# Problem to solve:
Scan the records below and say how many lines include the word "pale", giving no other text.

# Data section:
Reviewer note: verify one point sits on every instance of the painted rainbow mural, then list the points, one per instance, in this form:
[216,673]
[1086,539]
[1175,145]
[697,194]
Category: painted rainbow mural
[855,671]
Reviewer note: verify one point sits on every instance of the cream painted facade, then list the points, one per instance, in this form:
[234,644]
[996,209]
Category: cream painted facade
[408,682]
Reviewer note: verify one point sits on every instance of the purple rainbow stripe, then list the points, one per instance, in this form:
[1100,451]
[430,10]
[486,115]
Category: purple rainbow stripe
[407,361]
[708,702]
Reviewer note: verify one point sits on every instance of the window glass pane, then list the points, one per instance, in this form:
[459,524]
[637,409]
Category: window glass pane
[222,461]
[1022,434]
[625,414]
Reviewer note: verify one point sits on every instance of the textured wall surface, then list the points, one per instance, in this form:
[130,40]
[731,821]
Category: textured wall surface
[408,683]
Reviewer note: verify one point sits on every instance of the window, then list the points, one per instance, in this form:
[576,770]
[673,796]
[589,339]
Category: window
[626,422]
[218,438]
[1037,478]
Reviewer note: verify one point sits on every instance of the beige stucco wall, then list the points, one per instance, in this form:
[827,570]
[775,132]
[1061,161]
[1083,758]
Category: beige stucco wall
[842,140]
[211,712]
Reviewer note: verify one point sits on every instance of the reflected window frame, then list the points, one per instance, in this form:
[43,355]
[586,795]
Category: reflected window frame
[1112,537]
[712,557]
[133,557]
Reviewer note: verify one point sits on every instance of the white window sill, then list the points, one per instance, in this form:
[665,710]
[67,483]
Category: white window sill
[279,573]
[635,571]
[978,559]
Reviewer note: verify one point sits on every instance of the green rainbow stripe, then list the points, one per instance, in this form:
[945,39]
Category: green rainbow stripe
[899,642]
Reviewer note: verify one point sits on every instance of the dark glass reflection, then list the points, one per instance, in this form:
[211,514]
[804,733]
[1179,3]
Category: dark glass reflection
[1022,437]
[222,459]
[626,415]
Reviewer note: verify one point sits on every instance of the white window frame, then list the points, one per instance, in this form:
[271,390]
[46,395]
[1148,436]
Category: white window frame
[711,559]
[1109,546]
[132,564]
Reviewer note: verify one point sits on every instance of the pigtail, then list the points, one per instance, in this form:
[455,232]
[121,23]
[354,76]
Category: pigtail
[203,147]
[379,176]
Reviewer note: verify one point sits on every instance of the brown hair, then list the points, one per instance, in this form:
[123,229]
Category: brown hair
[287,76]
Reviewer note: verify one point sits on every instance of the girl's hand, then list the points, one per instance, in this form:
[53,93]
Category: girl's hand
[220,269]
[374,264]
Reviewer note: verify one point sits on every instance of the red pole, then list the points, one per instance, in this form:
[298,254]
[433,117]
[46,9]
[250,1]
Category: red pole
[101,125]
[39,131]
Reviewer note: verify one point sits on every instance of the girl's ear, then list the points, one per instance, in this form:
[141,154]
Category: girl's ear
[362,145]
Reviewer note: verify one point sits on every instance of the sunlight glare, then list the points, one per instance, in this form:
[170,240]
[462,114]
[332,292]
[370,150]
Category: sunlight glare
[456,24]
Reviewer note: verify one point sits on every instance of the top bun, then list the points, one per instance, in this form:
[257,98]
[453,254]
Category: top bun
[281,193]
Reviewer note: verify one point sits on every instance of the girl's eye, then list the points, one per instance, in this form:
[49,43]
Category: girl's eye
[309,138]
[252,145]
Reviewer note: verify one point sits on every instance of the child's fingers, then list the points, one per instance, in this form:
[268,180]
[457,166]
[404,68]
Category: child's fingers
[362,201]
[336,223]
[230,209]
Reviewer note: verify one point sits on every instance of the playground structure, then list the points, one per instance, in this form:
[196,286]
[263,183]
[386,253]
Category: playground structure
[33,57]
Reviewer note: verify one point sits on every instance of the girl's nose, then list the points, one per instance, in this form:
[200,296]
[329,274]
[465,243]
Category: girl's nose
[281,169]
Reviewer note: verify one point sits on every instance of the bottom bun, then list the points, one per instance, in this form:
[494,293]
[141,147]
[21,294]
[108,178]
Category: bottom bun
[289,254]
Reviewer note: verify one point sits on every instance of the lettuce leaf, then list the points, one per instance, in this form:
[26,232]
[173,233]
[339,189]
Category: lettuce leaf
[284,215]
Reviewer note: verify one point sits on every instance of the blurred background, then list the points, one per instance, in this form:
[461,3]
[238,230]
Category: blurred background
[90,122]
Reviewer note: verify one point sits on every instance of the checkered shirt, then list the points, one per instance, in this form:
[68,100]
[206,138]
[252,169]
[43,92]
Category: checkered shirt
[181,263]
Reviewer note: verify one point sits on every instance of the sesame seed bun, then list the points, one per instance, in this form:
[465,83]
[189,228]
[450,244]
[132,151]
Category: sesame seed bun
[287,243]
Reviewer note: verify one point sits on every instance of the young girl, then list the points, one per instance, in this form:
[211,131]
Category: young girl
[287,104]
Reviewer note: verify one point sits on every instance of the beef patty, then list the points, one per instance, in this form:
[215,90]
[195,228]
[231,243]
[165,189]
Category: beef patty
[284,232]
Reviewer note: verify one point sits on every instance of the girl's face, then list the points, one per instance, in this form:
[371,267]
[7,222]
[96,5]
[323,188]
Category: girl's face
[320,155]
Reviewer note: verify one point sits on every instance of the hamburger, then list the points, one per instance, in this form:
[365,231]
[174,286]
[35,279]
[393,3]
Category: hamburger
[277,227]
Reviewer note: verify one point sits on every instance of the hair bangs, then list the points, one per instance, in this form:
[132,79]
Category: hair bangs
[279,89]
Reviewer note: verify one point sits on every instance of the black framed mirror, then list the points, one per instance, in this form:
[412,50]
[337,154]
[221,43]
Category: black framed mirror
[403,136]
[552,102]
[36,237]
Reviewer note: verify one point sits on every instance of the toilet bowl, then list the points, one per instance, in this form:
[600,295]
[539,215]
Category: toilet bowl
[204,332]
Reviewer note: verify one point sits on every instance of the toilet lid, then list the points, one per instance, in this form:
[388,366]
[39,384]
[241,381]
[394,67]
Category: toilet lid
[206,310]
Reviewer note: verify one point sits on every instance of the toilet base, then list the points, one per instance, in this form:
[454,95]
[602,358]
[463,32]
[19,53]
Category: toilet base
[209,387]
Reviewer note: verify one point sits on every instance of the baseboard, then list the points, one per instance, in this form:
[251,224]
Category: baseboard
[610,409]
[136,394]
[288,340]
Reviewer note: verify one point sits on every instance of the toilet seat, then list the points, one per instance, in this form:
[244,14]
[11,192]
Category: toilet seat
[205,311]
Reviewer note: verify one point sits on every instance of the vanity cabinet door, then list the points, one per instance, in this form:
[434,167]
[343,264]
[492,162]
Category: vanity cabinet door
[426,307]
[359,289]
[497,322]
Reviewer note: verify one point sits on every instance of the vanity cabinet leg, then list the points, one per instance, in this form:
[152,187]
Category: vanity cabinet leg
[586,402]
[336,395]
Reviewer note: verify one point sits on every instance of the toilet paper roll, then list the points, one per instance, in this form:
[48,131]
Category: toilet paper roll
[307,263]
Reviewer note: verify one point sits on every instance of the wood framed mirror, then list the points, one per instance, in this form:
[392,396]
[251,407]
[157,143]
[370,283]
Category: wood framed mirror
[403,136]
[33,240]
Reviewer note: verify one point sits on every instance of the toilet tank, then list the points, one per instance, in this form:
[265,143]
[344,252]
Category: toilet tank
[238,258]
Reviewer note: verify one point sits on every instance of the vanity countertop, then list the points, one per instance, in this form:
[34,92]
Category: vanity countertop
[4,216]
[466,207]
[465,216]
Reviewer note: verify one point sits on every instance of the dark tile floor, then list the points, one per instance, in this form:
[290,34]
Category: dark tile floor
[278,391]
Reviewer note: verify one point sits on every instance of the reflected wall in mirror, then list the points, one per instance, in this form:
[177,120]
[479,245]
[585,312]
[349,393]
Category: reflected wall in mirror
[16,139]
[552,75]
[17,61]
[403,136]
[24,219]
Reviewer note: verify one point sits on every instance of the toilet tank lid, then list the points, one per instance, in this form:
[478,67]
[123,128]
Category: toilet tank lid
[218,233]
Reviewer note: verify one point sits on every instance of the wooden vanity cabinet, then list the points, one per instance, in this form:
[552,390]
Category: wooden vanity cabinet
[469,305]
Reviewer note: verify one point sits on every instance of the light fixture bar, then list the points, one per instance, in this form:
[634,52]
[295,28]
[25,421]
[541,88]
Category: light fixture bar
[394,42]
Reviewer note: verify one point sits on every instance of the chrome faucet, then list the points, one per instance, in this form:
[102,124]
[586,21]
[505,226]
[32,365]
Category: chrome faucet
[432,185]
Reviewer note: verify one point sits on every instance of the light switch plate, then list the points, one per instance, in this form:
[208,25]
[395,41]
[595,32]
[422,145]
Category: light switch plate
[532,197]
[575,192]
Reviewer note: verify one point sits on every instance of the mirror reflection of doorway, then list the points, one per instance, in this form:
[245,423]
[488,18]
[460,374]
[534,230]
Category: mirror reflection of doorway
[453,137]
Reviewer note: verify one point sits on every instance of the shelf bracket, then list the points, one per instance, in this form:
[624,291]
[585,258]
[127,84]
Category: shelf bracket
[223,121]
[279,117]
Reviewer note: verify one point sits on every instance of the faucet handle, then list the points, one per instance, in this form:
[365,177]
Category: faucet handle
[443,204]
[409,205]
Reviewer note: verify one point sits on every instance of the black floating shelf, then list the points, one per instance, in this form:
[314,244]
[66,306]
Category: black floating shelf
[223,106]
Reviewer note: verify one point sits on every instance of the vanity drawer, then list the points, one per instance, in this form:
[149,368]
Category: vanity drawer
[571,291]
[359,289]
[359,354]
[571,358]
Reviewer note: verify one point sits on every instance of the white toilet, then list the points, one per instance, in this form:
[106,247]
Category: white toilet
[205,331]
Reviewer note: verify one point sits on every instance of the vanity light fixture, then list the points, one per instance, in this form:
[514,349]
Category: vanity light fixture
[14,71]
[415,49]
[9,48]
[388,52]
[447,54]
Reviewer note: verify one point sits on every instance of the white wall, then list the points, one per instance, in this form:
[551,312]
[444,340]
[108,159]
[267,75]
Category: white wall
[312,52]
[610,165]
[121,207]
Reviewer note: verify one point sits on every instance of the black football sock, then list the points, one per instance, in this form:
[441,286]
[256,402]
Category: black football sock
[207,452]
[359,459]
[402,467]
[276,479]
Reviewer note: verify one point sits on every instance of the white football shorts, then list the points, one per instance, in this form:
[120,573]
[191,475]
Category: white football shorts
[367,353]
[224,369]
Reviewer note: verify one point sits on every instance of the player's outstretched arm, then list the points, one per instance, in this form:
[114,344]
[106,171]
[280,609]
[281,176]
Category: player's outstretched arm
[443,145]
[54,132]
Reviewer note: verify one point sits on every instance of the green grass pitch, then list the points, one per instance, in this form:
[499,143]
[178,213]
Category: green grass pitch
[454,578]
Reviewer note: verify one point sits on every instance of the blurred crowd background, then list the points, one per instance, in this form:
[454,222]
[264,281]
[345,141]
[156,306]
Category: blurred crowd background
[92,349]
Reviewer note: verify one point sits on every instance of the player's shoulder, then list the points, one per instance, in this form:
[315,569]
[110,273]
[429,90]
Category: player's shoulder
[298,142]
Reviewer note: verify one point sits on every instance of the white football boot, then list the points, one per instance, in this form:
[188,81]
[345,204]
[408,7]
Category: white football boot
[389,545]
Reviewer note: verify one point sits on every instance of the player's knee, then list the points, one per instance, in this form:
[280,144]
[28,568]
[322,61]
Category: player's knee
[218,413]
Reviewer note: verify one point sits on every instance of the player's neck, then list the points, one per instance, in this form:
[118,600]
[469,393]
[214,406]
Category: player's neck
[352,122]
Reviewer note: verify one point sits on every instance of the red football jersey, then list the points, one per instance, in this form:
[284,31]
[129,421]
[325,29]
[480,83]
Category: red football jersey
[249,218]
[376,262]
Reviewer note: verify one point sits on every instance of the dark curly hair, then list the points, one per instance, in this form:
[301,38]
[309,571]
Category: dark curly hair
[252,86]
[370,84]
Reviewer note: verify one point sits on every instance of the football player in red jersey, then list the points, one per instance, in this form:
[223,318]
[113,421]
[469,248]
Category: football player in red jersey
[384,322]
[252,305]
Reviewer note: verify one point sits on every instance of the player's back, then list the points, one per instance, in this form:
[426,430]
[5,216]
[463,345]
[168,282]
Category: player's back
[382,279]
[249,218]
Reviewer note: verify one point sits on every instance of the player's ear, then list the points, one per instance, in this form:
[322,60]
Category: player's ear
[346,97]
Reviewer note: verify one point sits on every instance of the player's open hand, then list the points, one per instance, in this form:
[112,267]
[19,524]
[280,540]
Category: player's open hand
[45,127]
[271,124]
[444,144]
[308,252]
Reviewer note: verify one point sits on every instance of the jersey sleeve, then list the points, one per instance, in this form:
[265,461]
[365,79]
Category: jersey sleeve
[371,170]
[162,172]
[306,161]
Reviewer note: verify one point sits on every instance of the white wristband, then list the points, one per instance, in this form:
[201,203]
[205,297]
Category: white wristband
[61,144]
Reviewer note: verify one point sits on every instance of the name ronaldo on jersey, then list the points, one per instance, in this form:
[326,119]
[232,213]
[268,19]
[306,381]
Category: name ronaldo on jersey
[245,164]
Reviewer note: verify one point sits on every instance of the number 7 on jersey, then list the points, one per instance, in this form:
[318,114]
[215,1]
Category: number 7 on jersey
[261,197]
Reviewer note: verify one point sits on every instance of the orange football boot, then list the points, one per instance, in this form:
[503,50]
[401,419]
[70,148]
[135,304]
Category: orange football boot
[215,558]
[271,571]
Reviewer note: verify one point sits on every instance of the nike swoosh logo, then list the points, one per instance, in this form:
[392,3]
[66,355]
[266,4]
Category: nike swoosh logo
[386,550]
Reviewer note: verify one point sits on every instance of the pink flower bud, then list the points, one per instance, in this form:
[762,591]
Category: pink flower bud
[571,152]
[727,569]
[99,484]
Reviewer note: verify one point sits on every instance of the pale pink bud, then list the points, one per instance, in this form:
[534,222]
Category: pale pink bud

# Result for this task:
2